EXERCISE DESCRIPTION - How many lines of the material below contain the string "serrated"? Reply with the number alone.

Excerpts from location labeling data:
_____

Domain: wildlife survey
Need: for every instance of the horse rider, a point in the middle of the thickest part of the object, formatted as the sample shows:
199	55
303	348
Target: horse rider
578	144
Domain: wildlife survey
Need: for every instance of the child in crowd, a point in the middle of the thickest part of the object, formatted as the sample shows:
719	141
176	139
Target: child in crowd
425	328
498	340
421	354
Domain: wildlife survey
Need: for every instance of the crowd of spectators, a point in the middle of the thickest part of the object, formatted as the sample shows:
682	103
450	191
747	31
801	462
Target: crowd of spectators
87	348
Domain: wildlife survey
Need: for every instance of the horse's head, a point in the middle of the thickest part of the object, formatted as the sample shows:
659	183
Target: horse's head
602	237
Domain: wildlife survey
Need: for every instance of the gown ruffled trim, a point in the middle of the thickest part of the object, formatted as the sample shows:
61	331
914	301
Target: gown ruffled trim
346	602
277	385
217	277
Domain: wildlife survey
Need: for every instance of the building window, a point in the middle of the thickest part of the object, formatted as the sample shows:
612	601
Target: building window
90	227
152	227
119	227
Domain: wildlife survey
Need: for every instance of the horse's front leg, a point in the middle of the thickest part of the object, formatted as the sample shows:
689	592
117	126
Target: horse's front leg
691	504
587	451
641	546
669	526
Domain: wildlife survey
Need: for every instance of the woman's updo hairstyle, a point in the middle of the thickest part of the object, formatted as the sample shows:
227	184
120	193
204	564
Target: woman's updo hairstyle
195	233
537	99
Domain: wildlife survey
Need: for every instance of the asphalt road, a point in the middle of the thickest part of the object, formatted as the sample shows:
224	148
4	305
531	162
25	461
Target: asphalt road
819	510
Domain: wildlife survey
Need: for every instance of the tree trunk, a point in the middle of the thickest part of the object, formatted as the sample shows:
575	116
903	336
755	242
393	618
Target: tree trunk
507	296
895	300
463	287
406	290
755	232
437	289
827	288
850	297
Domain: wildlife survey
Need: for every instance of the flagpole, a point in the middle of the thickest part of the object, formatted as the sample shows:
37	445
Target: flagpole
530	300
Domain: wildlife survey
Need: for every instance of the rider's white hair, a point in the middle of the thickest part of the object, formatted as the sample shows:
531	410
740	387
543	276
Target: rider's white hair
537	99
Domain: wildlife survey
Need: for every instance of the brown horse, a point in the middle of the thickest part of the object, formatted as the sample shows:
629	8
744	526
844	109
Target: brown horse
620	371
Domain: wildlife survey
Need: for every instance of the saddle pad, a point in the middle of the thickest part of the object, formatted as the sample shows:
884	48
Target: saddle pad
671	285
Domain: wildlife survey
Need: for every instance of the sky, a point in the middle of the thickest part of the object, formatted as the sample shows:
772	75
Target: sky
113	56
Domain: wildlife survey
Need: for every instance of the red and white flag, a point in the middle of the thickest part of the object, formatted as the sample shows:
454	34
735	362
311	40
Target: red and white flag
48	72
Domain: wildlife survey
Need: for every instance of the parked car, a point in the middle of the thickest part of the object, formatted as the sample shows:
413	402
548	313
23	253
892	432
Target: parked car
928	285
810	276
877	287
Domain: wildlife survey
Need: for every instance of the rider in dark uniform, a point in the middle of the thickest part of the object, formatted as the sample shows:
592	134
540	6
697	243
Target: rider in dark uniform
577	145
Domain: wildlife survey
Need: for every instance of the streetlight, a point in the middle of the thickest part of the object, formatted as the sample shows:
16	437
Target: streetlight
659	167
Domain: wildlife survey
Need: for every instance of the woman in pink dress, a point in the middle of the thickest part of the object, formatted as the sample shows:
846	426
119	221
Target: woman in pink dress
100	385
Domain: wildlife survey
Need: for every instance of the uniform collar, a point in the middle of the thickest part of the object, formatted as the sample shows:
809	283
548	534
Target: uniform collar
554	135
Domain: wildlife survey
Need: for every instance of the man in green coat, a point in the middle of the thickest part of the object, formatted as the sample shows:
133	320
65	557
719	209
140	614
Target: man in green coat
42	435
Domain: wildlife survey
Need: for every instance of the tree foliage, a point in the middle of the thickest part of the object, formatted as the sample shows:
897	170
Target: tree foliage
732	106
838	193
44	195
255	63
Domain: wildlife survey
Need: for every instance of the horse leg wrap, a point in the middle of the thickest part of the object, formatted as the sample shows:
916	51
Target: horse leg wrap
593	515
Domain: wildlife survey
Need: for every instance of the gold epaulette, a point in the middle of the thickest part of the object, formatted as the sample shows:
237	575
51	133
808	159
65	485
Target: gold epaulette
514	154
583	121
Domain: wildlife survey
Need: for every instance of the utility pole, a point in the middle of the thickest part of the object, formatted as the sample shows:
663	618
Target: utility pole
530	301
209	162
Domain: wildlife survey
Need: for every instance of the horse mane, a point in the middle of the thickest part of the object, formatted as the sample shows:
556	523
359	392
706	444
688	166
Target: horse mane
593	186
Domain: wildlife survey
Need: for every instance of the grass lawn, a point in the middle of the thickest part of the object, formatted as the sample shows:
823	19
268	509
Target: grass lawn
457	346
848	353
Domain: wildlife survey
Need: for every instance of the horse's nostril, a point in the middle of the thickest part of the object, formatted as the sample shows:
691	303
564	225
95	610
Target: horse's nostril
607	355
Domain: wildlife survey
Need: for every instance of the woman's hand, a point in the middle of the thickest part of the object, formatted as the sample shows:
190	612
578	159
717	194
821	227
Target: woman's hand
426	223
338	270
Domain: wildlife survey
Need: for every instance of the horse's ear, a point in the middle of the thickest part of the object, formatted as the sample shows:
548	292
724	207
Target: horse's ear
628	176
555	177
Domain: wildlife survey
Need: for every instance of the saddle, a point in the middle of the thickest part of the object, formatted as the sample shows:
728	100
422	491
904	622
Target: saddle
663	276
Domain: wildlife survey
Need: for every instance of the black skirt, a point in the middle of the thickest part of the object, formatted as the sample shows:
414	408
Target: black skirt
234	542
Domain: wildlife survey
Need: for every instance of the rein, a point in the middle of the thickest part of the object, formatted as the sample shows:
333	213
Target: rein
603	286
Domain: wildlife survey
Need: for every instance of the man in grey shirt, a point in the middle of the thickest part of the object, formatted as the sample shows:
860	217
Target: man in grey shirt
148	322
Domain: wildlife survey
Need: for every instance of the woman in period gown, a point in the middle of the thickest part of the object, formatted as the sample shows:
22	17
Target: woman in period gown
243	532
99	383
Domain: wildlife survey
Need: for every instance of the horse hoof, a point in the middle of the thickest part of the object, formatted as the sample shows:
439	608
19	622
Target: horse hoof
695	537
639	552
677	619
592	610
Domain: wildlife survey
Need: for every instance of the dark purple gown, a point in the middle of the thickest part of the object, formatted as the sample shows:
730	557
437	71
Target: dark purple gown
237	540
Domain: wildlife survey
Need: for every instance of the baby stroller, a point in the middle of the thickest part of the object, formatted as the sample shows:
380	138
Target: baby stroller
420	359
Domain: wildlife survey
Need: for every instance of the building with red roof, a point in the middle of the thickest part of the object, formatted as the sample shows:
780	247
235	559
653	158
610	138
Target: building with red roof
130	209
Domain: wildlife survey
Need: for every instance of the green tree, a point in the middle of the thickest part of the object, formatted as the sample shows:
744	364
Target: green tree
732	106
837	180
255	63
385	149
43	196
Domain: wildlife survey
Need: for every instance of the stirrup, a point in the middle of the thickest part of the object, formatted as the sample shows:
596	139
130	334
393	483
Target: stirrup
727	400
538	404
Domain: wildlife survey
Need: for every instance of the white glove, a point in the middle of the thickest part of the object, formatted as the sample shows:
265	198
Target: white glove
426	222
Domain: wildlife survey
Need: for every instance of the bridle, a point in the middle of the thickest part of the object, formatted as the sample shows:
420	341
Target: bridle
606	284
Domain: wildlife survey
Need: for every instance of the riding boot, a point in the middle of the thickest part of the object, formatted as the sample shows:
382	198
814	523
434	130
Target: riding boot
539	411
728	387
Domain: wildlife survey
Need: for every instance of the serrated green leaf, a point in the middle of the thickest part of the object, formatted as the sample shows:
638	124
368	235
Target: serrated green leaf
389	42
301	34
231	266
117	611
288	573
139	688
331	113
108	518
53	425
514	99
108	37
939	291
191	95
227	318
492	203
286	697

_____

CORRECT RESULT - 2